→ Task directions
Each record below should be returned word for word, with no pictures included.

Collected data entries:
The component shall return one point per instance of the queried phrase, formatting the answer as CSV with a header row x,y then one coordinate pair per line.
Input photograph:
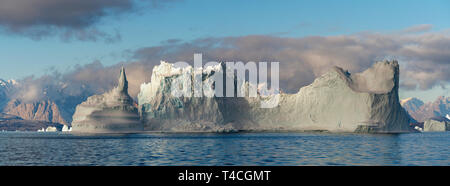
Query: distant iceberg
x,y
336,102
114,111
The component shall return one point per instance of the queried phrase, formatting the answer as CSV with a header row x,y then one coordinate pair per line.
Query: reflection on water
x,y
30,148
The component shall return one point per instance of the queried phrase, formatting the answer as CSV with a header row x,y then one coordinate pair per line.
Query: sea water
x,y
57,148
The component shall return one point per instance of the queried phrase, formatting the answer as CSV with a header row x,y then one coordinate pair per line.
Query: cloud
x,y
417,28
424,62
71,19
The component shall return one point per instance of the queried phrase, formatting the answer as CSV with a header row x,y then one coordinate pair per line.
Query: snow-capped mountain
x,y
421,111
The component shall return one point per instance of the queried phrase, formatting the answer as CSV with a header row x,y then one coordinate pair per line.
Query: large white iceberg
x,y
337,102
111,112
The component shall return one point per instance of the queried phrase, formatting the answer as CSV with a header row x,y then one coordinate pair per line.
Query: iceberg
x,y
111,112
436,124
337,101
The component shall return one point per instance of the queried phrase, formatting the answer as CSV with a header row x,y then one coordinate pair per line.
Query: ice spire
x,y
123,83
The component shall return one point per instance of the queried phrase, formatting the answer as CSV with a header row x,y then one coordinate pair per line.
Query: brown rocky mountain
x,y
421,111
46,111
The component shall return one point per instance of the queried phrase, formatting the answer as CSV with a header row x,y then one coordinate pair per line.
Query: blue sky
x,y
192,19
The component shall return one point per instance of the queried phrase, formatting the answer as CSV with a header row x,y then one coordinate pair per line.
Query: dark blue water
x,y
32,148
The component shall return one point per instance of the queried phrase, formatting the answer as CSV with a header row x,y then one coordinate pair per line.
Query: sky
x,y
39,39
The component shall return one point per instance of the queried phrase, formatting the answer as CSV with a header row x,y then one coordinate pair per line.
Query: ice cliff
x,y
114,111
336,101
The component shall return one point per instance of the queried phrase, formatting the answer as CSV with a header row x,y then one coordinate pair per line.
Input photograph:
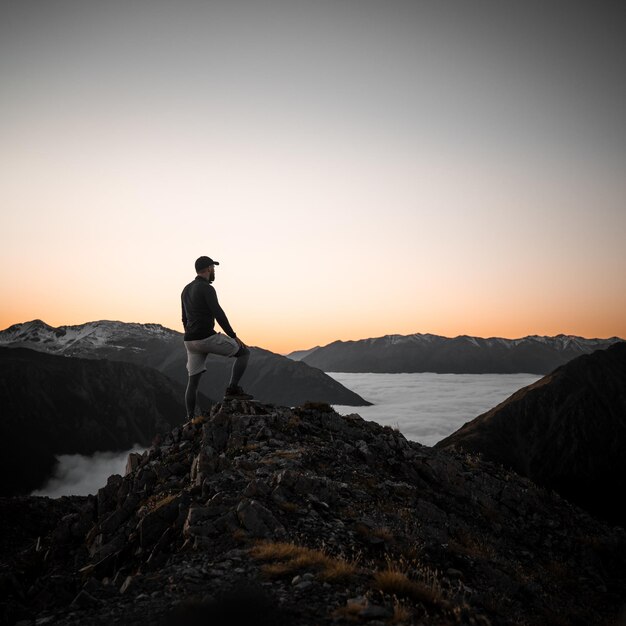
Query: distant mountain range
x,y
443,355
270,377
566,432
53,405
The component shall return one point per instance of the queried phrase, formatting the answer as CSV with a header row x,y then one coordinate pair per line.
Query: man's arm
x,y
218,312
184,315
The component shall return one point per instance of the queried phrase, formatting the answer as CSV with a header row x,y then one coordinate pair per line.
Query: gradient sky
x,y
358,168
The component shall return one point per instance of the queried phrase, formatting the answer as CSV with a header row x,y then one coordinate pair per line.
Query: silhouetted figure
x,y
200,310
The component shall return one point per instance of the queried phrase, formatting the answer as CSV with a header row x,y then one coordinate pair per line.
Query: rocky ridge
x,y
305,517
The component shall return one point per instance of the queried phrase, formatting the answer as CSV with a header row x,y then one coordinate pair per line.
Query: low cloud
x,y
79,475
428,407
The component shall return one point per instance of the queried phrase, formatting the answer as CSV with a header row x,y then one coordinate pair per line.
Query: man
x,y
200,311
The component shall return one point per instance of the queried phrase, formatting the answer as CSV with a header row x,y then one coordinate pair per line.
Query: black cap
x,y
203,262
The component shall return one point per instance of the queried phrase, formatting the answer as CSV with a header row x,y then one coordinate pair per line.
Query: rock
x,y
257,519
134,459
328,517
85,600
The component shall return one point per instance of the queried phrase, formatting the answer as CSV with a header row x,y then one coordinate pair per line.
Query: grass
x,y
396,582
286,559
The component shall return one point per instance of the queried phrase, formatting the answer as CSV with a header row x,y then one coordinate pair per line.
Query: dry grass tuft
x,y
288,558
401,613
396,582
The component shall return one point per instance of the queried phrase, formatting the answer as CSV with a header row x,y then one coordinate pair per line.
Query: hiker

→ Answer below
The component shall return one point per instance of the queried phrase, formatting the answer as CSV with a header row x,y then one coordinate pair per line.
Input photograph:
Query: distant iceberg
x,y
336,102
114,111
The component shall return one point per instance of the queried phrase, formatting the answer as CSV with a header row x,y then one coordinate pair per line.
Query: reflection on water
x,y
30,148
The component shall return one point per instance of the queried phrase, formatting the answer as CSV with a header row x,y then one coordinate pair per line.
Query: sea water
x,y
57,148
The component shall return one point per instance of the queried phrase, formatting the answer as CSV with a header row x,y then one coordinate pair per line.
Query: cloud
x,y
417,28
424,62
71,19
The component shall return one point per instance of the queried phrase, formatting the answer as CSV with a header row x,y then one coordinate pair per line.
Query: snow-capped mountain
x,y
421,111
The component shall return one point per instance of the queried phrase, formatting the answer as CSV with a header row x,y then one coordinate pair per line.
Query: large white iceberg
x,y
337,102
111,112
The component shall return one point per instance of the queried phrase, formatting the answer as CSV with a header row x,y then one coordinate pair per line.
Query: iceberg
x,y
111,112
436,124
337,101
The component shall return one point per instance of the queried phrase, formatting the answer as CSV with a header row x,y then one coordinate pair per line.
Query: ice spire
x,y
123,83
The component shall return one point per instance of the queried phrase, formatting the answer as CSV with a header row x,y then one coordinate pair per line.
Query: brown rocky mountain
x,y
421,111
46,111
The component shall return one point per instance of the queried phrase, formatting the answer as CSV with a header row x,y then one coordinate pair per line.
Query: blue sky
x,y
192,19
The component shall return one point per instance of the queried phrase, formatting the answer as CSV with a header row x,y then one coordinate pair per line.
Query: dark blue water
x,y
32,148
The component shall return one point per instance of the queried phrase, formatting the answer as CSV with a header row x,y then one coordinate pair per line.
Query: sky
x,y
39,39
The component shall return one point per instance of the queried phrase, formatting the answer as CSV with a header row x,y then one coordinate pair per line.
Query: ice cliff
x,y
114,111
336,101
The component shall return one point per instance of the queried phrase, formatting the answer as CSV with a header row x,y then one coordinate pair per line.
Input photograph:
Query: distant mountain range
x,y
443,355
270,377
566,432
53,405
The component shall return one point per instance of the queried phrase, formatting the answer as CSV with a header row x,y then one coordinate pair per line.
Query: man's arm
x,y
218,312
184,315
The component shall return one point per instance of the queried phrase, formatting the answer as CSV with a header row x,y then one coordinate pair per line.
Query: gradient sky
x,y
358,168
The component shall return one point per instance of the queried phrase, formatting the answer as CSV with a header row x,y then one coordinate pair per line.
Query: silhouetted figure
x,y
200,310
The component shall return one point per instance of the queried phrase, formatting the answer as CSV with a header row x,y then one coordinate pair per line.
Query: rocky ridge
x,y
305,517
The component shall return one point per instance of the queried phrase, formatting the answer as CSV with a header row x,y then one coordinate pair per line.
Query: low cloud
x,y
79,475
428,407
The component shall return one point per instance of the queried phrase, formatting the answer as CSV with a header row x,y then one coordinate pair per line.
Query: man
x,y
200,311
The component shall return one point per instance of the queried phrase, formatting the answer as CSV with a header row x,y then one coordinate pair per line.
Query: black cap
x,y
203,262
The component shall return one point per instance of the queried phrase, formatting the answer as CSV with a header row x,y then one coordinate pair per line.
Query: rock
x,y
257,519
134,459
328,517
85,600
The component shall return one point per instance of the queried phrase, formatting the answer as CSV with a header row x,y then one coordinate pair per line.
Query: grass
x,y
396,582
286,559
The component shall return one point per instance of the queried phrase, formatting the answer as CSV with a header row x,y then one coordinate pair per line.
Query: dry grass tuft
x,y
288,558
401,613
396,582
The component shall return one point per instance of the queried phrase, formatting the answer as CSV with a header row x,y then one coordinate pair per line.
Query: hiker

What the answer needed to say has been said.